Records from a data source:
###
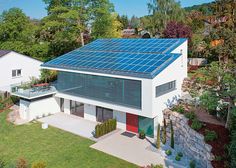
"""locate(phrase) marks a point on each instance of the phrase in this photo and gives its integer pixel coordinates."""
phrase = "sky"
(36, 8)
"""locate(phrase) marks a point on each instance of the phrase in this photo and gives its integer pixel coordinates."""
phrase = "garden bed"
(218, 145)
###
Exercise details:
In the answer, the entries must appear exactly as above, without the images.

Your response:
"""locate(phrase) marks a point on each instance of the phrase in this photo and gives its integer pixel coordinates."""
phrase = "sky"
(36, 8)
"""locate(phrase) marks a point on each instance of the phrase in this photo and gives its integer pixel coordinates."""
phrase = "garden bed"
(218, 145)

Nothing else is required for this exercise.